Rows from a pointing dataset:
——
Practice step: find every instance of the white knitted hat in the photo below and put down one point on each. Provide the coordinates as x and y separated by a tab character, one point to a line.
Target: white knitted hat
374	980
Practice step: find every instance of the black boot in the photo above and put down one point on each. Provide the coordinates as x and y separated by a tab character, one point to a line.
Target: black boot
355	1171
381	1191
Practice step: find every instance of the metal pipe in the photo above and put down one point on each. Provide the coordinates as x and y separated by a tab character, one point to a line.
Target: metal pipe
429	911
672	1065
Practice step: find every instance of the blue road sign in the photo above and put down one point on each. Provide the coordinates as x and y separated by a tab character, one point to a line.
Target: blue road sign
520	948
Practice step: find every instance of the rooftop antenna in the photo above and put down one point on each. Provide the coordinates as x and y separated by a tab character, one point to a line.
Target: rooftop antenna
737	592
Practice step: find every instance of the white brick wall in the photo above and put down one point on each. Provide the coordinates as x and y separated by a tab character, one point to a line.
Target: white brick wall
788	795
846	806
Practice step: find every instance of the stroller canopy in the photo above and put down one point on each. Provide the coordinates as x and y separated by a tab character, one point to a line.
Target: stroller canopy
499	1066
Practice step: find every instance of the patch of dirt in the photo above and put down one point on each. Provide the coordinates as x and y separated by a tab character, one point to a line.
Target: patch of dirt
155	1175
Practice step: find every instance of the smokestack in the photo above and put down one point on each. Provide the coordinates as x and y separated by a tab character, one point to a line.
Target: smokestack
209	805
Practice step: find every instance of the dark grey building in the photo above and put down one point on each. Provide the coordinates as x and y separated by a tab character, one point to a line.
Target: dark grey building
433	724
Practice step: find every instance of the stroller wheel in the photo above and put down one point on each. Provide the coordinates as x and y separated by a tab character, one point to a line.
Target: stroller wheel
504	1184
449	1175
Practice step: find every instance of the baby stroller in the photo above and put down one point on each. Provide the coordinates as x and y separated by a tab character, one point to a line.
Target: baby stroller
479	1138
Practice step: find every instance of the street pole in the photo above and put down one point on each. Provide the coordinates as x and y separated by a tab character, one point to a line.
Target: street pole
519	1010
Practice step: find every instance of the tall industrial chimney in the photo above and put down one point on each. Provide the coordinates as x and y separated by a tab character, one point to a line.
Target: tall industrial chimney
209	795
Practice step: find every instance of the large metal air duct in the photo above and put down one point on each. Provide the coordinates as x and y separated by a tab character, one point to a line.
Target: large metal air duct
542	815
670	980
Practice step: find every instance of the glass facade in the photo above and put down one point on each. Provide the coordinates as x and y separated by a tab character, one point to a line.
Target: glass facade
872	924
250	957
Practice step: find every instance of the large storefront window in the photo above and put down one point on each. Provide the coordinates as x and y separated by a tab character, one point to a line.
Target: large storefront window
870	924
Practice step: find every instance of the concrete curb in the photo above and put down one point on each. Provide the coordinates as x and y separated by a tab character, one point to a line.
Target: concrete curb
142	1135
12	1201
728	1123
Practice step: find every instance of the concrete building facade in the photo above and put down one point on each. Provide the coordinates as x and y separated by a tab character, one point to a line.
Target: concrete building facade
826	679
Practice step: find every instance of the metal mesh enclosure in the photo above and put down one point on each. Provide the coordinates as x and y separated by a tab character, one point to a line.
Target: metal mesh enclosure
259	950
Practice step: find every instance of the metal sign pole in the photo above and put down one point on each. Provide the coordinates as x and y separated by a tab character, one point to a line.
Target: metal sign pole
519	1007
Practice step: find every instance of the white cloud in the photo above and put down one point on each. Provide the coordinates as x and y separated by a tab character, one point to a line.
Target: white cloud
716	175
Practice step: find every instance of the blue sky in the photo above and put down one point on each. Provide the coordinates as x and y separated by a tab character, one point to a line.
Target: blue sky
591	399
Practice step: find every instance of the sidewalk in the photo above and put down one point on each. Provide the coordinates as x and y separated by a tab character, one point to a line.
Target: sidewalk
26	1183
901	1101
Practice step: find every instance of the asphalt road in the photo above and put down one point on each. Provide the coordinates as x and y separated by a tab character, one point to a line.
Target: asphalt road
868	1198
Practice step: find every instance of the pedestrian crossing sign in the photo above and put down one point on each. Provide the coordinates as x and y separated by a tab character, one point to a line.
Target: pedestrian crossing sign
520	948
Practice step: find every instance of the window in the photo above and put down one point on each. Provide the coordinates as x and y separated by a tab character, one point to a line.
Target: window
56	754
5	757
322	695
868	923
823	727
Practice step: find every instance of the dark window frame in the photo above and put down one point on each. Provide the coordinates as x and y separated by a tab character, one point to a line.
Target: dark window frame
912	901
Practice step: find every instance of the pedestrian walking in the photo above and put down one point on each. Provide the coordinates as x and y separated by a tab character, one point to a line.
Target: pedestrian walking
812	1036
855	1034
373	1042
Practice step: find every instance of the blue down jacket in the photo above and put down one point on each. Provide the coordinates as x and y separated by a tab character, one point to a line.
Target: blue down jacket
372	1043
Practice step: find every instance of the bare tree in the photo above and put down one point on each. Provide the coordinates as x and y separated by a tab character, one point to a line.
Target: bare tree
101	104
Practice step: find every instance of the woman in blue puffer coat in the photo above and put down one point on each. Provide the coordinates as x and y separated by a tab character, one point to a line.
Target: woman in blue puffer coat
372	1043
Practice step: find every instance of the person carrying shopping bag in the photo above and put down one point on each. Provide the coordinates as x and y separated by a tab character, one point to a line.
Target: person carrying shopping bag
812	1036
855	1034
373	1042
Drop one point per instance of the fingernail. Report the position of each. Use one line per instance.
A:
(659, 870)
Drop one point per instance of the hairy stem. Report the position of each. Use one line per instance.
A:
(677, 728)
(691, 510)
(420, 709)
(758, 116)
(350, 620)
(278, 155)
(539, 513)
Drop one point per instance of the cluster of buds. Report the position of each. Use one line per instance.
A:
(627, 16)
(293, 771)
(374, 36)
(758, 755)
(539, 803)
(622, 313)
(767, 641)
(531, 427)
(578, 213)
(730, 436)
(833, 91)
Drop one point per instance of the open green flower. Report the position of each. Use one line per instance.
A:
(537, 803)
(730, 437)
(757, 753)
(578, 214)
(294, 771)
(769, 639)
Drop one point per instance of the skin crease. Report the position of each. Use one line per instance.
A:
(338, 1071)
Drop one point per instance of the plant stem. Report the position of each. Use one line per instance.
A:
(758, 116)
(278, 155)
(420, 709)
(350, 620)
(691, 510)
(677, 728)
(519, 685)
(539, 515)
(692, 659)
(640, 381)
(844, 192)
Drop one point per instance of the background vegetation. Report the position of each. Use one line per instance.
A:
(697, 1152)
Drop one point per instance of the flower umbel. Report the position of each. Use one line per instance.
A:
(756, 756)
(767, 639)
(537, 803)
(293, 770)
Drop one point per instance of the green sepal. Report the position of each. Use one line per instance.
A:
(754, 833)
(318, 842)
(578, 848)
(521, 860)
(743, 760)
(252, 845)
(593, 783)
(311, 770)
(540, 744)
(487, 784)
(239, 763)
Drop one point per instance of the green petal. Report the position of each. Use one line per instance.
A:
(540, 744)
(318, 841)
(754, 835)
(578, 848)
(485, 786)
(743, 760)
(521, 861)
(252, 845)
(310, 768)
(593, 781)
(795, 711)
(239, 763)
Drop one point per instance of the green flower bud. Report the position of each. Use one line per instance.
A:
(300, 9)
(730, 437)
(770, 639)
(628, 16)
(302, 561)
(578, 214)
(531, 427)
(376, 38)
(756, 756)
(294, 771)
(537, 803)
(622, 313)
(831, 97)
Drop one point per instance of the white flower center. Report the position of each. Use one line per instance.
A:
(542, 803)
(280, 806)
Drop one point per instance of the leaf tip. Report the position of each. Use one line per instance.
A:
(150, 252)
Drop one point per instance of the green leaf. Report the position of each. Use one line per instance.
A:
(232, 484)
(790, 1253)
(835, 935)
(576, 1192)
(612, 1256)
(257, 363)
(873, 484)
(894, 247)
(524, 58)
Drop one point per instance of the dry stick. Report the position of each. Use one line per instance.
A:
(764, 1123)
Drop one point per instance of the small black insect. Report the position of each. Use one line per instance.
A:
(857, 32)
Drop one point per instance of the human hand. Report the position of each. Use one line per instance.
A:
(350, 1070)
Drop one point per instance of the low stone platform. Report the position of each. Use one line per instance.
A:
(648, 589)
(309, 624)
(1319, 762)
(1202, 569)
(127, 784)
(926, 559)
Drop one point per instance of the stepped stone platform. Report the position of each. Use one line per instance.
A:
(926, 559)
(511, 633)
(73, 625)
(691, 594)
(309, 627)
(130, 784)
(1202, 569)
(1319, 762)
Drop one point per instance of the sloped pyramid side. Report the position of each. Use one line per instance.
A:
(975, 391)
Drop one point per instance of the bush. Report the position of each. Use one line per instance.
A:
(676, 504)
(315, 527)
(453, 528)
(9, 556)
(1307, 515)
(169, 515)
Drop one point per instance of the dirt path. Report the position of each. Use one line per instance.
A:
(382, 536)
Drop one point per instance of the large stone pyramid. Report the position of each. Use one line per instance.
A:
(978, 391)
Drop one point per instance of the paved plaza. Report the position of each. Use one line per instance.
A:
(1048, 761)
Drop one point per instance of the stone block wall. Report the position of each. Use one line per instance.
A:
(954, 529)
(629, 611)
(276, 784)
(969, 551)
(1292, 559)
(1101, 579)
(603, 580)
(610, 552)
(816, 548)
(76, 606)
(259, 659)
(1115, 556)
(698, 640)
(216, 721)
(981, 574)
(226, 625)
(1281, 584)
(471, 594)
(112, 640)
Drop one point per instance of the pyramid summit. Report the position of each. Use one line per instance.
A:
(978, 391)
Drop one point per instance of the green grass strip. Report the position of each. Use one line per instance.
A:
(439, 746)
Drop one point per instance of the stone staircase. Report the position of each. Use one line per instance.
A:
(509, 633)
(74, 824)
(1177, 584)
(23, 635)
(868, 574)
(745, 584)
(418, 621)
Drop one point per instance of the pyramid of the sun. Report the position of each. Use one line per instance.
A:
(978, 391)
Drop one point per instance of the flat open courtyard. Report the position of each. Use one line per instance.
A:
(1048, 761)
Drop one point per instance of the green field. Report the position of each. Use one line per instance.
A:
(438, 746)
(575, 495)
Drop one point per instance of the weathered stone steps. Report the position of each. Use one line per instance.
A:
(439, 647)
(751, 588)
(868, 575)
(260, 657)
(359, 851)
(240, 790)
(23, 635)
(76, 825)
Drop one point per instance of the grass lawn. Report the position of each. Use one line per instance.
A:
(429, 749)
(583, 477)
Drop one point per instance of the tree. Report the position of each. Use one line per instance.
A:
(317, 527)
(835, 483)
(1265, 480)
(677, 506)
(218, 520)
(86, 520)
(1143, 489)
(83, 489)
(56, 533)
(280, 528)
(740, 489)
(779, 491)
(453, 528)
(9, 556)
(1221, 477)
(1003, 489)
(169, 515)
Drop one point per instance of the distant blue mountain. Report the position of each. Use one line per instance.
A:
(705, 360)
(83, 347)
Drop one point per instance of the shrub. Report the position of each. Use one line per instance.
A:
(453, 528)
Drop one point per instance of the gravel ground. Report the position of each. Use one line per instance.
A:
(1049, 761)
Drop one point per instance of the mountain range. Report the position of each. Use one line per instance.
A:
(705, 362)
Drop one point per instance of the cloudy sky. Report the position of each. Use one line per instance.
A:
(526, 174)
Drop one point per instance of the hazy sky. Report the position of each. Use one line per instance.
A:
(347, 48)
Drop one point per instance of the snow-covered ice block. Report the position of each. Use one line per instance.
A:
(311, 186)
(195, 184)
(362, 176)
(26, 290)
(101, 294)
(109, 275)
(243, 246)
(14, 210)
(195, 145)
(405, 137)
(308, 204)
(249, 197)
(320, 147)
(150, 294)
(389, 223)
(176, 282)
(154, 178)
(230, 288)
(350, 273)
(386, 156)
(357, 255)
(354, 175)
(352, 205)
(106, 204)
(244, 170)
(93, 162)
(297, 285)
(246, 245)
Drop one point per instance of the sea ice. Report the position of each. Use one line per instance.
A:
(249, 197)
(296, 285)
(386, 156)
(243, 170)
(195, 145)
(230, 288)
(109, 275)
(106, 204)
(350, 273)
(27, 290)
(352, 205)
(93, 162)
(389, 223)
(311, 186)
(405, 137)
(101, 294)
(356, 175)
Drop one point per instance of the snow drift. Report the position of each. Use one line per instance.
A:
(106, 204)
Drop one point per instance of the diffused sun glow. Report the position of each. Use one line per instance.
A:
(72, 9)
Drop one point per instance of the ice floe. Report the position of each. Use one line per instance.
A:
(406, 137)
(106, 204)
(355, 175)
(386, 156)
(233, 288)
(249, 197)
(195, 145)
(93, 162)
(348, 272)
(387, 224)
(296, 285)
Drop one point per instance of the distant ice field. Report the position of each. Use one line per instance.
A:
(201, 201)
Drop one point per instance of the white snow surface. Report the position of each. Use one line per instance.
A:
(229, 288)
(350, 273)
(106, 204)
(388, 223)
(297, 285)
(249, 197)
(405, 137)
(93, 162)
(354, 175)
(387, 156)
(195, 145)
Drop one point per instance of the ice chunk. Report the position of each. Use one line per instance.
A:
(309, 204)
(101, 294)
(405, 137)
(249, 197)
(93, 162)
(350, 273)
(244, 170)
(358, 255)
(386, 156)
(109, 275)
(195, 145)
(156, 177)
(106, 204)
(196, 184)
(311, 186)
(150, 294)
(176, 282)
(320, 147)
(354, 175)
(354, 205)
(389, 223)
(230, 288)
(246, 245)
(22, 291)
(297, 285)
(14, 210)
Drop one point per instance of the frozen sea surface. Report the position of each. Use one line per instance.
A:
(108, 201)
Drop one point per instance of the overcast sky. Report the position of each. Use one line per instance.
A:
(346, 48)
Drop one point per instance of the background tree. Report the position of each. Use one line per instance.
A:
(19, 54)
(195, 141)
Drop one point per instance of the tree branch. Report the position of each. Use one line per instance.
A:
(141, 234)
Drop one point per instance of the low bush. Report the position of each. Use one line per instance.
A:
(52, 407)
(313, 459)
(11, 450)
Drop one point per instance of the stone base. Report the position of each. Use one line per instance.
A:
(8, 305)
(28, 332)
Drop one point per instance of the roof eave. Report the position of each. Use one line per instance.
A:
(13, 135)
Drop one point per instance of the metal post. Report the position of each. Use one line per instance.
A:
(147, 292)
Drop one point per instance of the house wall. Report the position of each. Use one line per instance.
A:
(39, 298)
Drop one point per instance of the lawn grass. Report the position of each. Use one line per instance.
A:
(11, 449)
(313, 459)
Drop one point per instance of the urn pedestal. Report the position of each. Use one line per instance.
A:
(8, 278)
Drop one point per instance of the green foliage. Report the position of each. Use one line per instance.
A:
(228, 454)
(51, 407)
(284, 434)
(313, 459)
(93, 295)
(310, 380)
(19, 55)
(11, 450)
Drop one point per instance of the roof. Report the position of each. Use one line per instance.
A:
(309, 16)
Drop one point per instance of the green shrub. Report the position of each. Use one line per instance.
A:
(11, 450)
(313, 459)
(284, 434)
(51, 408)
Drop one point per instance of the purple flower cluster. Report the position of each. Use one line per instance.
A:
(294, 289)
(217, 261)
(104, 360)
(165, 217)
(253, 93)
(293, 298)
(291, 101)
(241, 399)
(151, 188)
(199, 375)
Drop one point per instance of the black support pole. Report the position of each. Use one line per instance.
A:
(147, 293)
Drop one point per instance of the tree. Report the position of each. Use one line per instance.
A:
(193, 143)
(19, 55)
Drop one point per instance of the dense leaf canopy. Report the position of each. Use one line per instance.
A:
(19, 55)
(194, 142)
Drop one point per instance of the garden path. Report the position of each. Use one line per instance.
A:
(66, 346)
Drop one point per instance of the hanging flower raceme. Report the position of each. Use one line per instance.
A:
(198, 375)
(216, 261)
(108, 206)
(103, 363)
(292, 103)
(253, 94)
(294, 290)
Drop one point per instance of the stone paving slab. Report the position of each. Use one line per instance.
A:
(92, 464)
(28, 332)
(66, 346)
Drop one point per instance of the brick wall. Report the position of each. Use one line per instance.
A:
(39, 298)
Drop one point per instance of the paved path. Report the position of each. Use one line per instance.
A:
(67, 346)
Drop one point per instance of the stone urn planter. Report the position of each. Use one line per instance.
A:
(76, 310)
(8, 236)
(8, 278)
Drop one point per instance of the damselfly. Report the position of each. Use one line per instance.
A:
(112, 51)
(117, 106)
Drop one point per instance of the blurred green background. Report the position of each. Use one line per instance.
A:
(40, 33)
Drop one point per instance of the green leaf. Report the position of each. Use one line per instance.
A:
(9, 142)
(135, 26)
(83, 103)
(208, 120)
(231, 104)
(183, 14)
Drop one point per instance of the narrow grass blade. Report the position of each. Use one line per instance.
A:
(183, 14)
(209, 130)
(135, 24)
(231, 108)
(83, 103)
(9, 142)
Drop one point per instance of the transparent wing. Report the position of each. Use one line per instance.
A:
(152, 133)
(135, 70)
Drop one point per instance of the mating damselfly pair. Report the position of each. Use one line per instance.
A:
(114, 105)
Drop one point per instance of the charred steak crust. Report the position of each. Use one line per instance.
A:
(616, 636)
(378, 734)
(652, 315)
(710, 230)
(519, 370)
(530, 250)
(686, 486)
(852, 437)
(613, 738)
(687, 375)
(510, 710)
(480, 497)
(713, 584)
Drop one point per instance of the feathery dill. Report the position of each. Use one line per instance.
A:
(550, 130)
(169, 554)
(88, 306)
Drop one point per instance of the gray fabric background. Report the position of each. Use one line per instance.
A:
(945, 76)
——
> _To do_: Write out the lines above from the one containing "Drop one point per instance of the blurred" through the last, exactly as they are.

> _Response_:
Drop one point per instance of the blurred green background. Report the position of each. Use one line per instance.
A:
(40, 33)
Drop one point per instance of the green leaf. Report the position of each. Use one line per instance.
A:
(9, 142)
(135, 26)
(83, 103)
(208, 120)
(231, 104)
(183, 14)
Drop one point per instance of the narrow grass blade. Report the position of each. Use one line per instance.
A:
(183, 14)
(209, 130)
(135, 24)
(231, 108)
(83, 103)
(9, 142)
Drop one point per instance of the transparent wing. Report the position of each. Use one line per instance.
A:
(152, 133)
(135, 70)
Drop one point per instance of the mating damselfly pair. Report the position of each. Use one line per instance.
A:
(114, 105)
Drop one point per instance of the charred steak crust. Report the position of each. Use one line per instance.
A:
(616, 636)
(378, 734)
(652, 315)
(710, 230)
(519, 370)
(530, 250)
(686, 486)
(852, 437)
(613, 738)
(687, 375)
(510, 710)
(480, 497)
(713, 584)
Drop one point per instance of the feathery dill. Report the position of each. Use one line per instance.
A:
(550, 130)
(169, 554)
(88, 306)
Drop one point per instance of the gray fabric background. Report the position of each. Use one line per instance.
A:
(945, 76)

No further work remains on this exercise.